**OBJECTIVE:**
Return every line of the listing below that contains the string "truck", treating uppercase and lowercase as different.

**LISTED ENTRIES:**
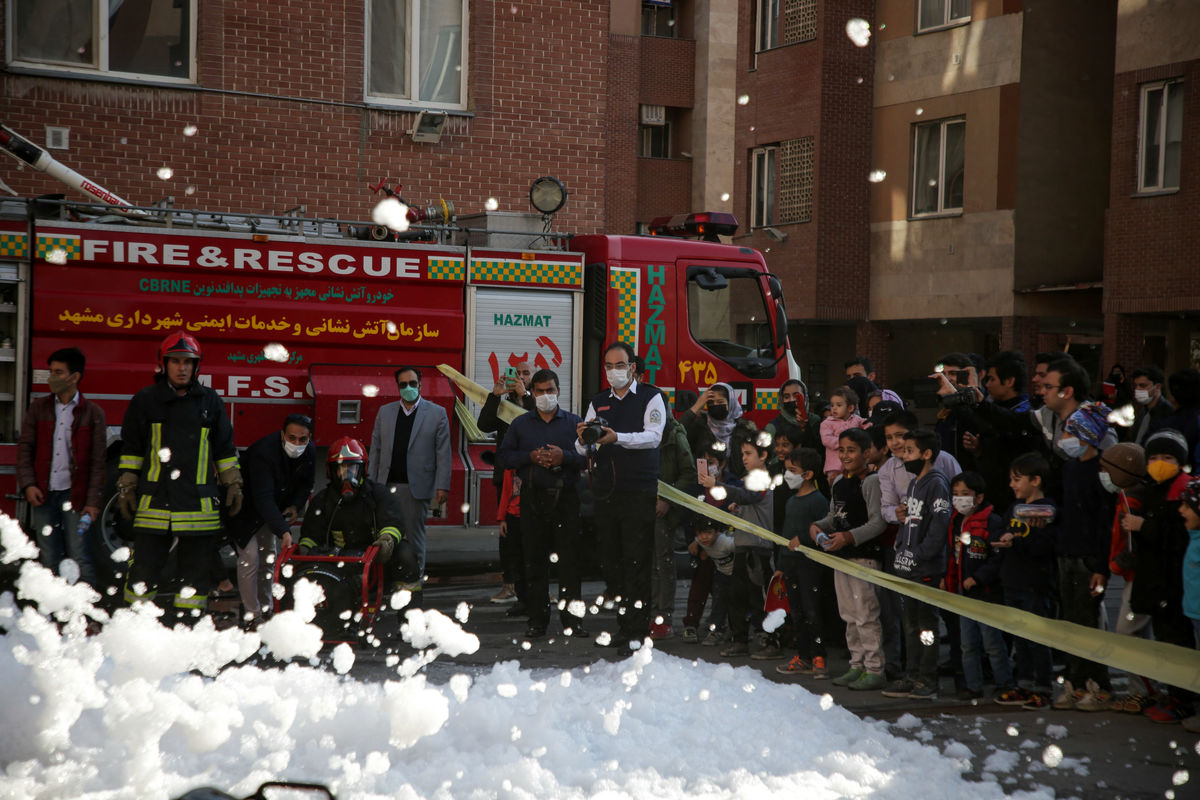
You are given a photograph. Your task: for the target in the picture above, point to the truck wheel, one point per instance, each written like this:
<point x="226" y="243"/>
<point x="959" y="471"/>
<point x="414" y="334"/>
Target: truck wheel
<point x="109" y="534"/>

...

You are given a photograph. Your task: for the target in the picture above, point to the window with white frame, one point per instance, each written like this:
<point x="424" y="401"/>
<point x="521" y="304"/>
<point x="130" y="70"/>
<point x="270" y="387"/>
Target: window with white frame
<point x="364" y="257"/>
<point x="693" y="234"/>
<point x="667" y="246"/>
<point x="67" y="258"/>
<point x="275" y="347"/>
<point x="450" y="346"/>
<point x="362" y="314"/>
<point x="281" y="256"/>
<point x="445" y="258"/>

**RESULT:**
You are given a photograph. Your task: for the target in the picture above, point to the truck wheel, one point per instance, each written like this:
Target: truck wheel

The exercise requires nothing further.